THE PROBLEM — All lines below must be repeated exactly, with the pictures omitted.
— START SOURCE RECORDS —
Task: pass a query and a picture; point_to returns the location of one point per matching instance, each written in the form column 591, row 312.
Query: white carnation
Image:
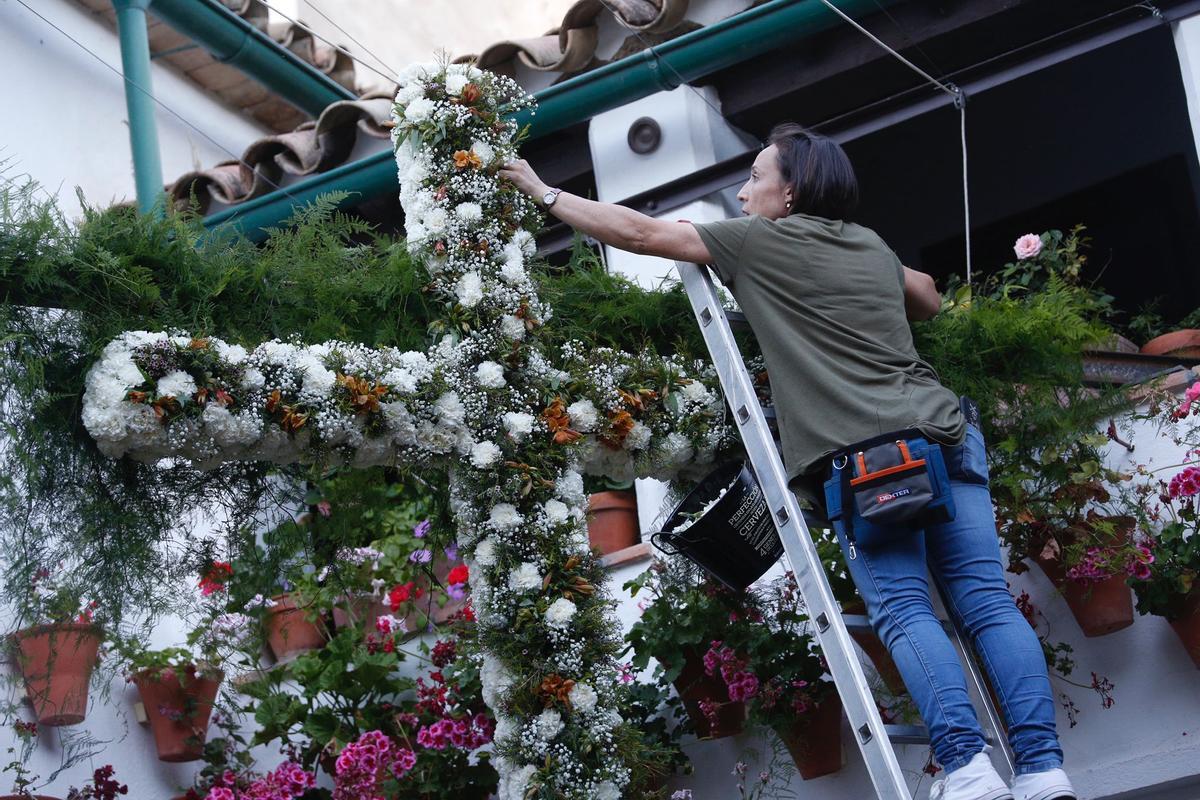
column 177, row 384
column 490, row 374
column 504, row 516
column 639, row 437
column 583, row 415
column 559, row 613
column 556, row 511
column 525, row 578
column 469, row 289
column 485, row 453
column 513, row 326
column 485, row 552
column 582, row 697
— END SOURCE RECORDS —
RESPONSE BELOW —
Task: pass a query and a picture; point_to returns the location of one point per matching instance, each written in the form column 591, row 312.
Query: white carnation
Image:
column 177, row 384
column 490, row 374
column 504, row 516
column 639, row 437
column 583, row 415
column 559, row 613
column 556, row 511
column 525, row 578
column 469, row 289
column 485, row 453
column 513, row 326
column 485, row 552
column 582, row 697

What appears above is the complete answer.